### REQUIREMENT
A faithful transcription of all lines below is the expected answer.

(DATASET EXCERPTS)

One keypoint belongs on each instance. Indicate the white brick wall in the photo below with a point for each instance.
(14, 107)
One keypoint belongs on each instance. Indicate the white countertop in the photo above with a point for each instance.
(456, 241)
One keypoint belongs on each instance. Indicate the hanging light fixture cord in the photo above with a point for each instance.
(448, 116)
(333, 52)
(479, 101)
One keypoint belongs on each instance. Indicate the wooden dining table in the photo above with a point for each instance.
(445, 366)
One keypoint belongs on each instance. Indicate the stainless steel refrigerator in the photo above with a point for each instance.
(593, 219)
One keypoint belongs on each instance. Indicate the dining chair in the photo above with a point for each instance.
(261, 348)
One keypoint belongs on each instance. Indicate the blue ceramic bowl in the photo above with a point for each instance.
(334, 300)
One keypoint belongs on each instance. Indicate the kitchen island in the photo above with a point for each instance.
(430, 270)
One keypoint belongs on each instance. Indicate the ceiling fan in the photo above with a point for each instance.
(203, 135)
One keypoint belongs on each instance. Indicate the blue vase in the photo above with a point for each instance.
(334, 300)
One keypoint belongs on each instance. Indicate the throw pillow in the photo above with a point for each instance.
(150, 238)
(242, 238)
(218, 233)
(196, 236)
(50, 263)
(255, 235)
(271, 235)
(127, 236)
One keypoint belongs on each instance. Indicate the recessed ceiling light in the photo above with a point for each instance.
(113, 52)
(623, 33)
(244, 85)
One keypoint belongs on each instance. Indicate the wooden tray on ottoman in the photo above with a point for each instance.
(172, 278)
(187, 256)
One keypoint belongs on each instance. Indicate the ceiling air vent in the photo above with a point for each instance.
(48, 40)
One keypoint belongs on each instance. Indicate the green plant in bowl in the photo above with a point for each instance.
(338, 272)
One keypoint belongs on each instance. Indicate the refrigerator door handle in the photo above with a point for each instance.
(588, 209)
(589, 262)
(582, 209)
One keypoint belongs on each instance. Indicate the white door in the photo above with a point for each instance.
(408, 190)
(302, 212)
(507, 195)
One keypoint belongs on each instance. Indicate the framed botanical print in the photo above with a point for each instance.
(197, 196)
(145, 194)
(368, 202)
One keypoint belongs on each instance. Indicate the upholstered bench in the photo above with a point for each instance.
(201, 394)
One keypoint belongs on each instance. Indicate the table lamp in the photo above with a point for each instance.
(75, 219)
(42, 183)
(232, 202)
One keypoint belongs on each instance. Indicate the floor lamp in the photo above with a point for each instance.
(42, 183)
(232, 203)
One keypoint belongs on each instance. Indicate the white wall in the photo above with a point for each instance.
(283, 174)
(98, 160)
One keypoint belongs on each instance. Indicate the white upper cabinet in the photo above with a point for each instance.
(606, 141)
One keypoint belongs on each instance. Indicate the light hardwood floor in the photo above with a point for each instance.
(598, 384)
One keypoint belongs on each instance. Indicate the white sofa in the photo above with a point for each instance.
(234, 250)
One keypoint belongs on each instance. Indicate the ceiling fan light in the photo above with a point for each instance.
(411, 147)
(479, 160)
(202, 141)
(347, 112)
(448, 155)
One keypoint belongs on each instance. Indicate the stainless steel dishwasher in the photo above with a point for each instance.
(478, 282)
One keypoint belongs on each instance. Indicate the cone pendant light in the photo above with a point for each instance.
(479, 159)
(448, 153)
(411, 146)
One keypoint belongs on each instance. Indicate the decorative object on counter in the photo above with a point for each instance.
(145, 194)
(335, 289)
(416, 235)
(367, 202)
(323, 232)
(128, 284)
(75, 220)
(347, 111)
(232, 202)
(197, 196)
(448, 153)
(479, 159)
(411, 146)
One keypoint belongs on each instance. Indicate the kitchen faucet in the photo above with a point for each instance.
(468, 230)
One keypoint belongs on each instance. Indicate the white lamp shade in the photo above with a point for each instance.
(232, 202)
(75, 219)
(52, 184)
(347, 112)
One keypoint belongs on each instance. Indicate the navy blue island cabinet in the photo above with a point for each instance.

(End DATASET EXCERPTS)

### COMPLETED TASK
One keypoint belongs on each instance. Indicate the white brick wall in the photo below with a point for each instance.
(14, 107)
One keypoint belongs on each instance. Indicate the white countertop in the photo above with a point for each instance.
(456, 241)
One keypoint belongs on each instance. Indicate the hanging light fixture cord in the photo above with a point for each instance.
(448, 116)
(333, 52)
(479, 101)
One keypoint belongs on each instance. Indicate the wooden dining table in the photo above with a point for each instance.
(445, 366)
One keypoint belongs on each instance. Indicate the stainless steel refrigerator in the photo above with a point for each instance.
(593, 219)
One keypoint belongs on each instance. Indicate the dining chair in the photo above with a point for each instance.
(261, 348)
One keypoint belongs on each instance. Indicate the blue ceramic bowl in the photo above with a point for each instance.
(334, 300)
One keypoint belongs on each instance. Indicate the kitchen island in the photo above with a point for each instance.
(430, 270)
One keypoint belongs on each instance. Indicate the ceiling fan in the photo above with a point for each instance.
(203, 135)
One keypoint belongs on each instance. Indicate the blue vase in the photo above with a point for each instance.
(334, 300)
One keypoint belongs on each instance. Indicate the throw pillow in the photo above with a point for each instance.
(150, 238)
(242, 238)
(218, 233)
(196, 236)
(50, 263)
(255, 235)
(271, 235)
(127, 236)
One keypoint belongs on each instance. Indicate the recessed ceiling light in the photo above with a point for each instance.
(113, 52)
(623, 33)
(244, 85)
One keypoint belongs on each instance. Indicate the wooden tray on ottoman in the photo above with a point for each instance.
(172, 278)
(187, 256)
One keypoint belongs on each instance. Indicate the ceiling air vent in the photo above with a point for each instance.
(48, 40)
One keypoint belongs on each instance. Indicate the green plant in bowl in the photo above with a point for each instance.
(338, 272)
One keypoint belongs on each instance. Indicate the refrigerator door handle in the photo above with a point for each instance.
(588, 209)
(589, 262)
(582, 209)
One keypoint belongs on each instance. Indicate the white door in the photo above with a point for each instance.
(408, 190)
(302, 212)
(507, 195)
One keypoint belongs on each instance. Indicate the framed botanical print in the photo above with a point for each instance.
(197, 196)
(145, 194)
(368, 202)
One keypoint belongs on each instance. Indicate the upholstered bench in the photo above with a point for each instance.
(201, 394)
One keypoint belongs on each instance. Indicate the table lamp in the photo above with a point for each instance.
(75, 219)
(42, 183)
(232, 202)
One keypoint belongs on each instance. Indicate the floor lamp in the photo above with a point for each instance.
(42, 183)
(232, 203)
One keypoint belongs on each instance. Indicate the white wall in the photo above with a point for each instance.
(283, 174)
(98, 160)
One keypoint belongs on each instance. Indicate the white upper cabinet in the photo above with a point for each instance.
(606, 141)
One keypoint belongs on each instance. Indicate the light hardwood floor in the photo above with a point for each instance.
(598, 384)
One keypoint belongs on each instance. Indicate the white sofa in the photo above with a point for each instance.
(234, 250)
One keypoint belongs on each instance. Indicate the ceiling fan light in the photo above with a point for each instance.
(411, 147)
(479, 160)
(202, 141)
(347, 112)
(448, 155)
One keypoint belongs on each instance. Indicate the stainless steel dishwasher in the photo above with a point for each instance.
(478, 282)
One keypoint belongs on each instance. Indicate the cone pendant light in the photo above with a point for each instance.
(479, 159)
(448, 153)
(411, 146)
One keypoint belongs on each instance. Indicate the decorative object on counter in the photo above with a point for each instance.
(145, 194)
(335, 289)
(416, 235)
(367, 202)
(323, 232)
(128, 284)
(75, 220)
(347, 111)
(232, 202)
(197, 196)
(448, 153)
(479, 159)
(411, 146)
One keypoint belongs on each instance. Indicate the kitchen faucet in the photo above with a point for each instance.
(468, 230)
One keypoint belongs on each instance. Indicate the white lamp shade in the photo above with a point for each instance.
(232, 202)
(75, 219)
(52, 184)
(347, 112)
One keypoint belongs on each instance. Indicate the navy blue island cabinet in the photo above with a point for each instance.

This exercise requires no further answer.